• **Source passage**:
•••••

Volunteer While Traveling With Your Kids
Volunteer alum Jodi Lipson speaks of her Globe Aware experiences with her family, and find out how you can book your meaningful volunteer vacation.
How to Volunteer While Traveling With Your Kids
Looking for meaningful travel? Volunteering lets you give back and grow as a family.
BY KEN BUDD
JULY 15, 2021
When Jodi Lipson’s daughter was seven, the duo embarked on a mommy-daughter adventure — and no, they didn’t travel to Disneyland. For one week, the pair did maintenance work at a hostel in Peru and helped local schoolchildren learn English. They soon worked on three more projects with volunteer organization Globe Aware in Guatemala, Cambodia, and Costa Rica. The experiences, said Lipson, who works in book publishing in D.C., have expanded the worldview of her now 13-year-old daughter.
“We’ve met so many people,” she said. “We have a whole repertoire of experiences, feelings, and memories.”
As travel-hungry Americans start dusting off their passports, meaningful travel will top many bucket lists—and short-term volunteering should be on your radar. Volunteering abroad was ranked number three on a list of most-desired post-pandemic travel opportunities in a recent survey by Go Overseas, a resource site on meaningful travel.
For kids, volunteering can reveal a world beyond their screens and fuel a lifelong interest in giving. It also helps families to escape their comfort zone, bond, and immerse themselves in local cultures. Volunteering might even impact your child’s future. A teenage volunteer with Earthwatch, a scientific organization that runs expeditions worldwide, wrote her college essay on her volunteer experience and was admitted to Stanford. She’s now been admitted to several PhD programs in ornithology, which was the focus of her Earthwatch expedition.
Interested in volunteering with your family? Consider these possibilities:
For a deeper experience, consider a volunteer vacation, also known as voluntourism. Organizations such as Global Volunteers, Globe Aware, and Projects Abroad run one-week-or-longer family programs in the United States and abroad. Some allow children as young as six; others, like Earthwatch, have a minimum age of 15. Most organizations also provide cultural activities (such as language lessons) and tourism opportunities (the Lipsons visited Machu Picchu while volunteering in Peru).
Multiple organizations expect to relaunch projects in late 2021, though 2022 may be best for families interested in international volunteering, especially as countries start requiring COVID vaccinations, for example, it could create entry issues for children and teens who aren’t vaccinated yet). Organizations such as Globe Aware, which has restarted programs in countries such as Costa Rica, Guatemala, Ghana, and Kenya, are taking steps beyond masks and social distancing to protect locals and volunteers: “All our projects, leisure activities, and meals are outside,” says executive director Kimberly Haley-Coleman. Global Volunteers is offering programs in Montana, West Virginia, Poland, and Tanzania in July.

•••••

• **Dataset content**:
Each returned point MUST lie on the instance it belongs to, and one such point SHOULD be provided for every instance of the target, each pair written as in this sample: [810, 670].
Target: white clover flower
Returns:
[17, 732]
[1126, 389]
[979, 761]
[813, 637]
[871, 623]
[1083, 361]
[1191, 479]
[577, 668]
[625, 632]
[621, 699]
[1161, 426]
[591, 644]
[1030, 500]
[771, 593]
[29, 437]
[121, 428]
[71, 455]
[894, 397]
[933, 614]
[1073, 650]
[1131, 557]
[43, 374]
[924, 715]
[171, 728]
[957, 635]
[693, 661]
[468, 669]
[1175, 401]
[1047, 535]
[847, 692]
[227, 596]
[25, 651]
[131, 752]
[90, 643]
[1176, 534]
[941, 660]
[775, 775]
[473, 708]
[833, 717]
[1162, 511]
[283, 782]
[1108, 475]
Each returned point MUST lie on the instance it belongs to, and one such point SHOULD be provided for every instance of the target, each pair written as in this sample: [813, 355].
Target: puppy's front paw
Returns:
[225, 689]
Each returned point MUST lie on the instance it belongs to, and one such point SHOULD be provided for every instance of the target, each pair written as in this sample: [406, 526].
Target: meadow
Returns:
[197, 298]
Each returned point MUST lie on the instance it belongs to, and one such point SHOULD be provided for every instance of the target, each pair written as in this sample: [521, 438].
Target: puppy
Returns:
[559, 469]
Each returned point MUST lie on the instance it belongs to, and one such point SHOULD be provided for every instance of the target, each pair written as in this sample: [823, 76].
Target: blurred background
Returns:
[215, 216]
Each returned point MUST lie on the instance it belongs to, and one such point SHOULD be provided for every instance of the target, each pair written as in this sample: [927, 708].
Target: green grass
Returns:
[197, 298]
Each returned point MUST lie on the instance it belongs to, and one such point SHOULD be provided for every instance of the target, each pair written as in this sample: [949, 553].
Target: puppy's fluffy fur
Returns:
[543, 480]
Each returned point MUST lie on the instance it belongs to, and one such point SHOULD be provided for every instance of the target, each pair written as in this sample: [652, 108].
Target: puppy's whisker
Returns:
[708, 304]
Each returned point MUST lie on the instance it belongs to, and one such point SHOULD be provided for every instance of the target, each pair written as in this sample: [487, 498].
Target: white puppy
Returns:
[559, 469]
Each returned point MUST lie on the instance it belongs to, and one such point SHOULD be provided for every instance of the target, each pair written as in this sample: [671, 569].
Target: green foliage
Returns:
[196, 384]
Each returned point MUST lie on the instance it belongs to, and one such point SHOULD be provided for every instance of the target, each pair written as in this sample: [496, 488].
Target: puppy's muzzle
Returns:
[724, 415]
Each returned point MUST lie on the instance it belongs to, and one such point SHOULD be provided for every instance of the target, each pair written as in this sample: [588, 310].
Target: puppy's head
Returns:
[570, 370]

•••••

• **Exercise tasks**:
1) From the article on family volunteer travel, output the passage from "How to Volunteer" up to and including "now 13-year-old daughter.".
2) Render this sentence from the family volunteer travel article into Spanish: "For kids, volunteering can reveal a world beyond their screens and fuel a lifelong interest in giving."

• **Solution set**:
1)
How to Volunteer While Traveling With Your Kids
Looking for meaningful travel? Volunteering lets you give back and grow as a family.
BY KEN BUDD
JULY 15, 2021
When Jodi Lipson’s daughter was seven, the duo embarked on a mommy-daughter adventure — and no, they didn’t travel to Disneyland. For one week, the pair did maintenance work at a hostel in Peru and helped local schoolchildren learn English. They soon worked on three more projects with volunteer organization Globe Aware in Guatemala, Cambodia, and Costa Rica. The experiences, said Lipson, who works in book publishing in D.C., have expanded the worldview of her now 13-year-old daughter.

2) Para los niños, el voluntariado puede revelar un mundo más allá de sus pantallas y alimentar un interés de por vida por dar.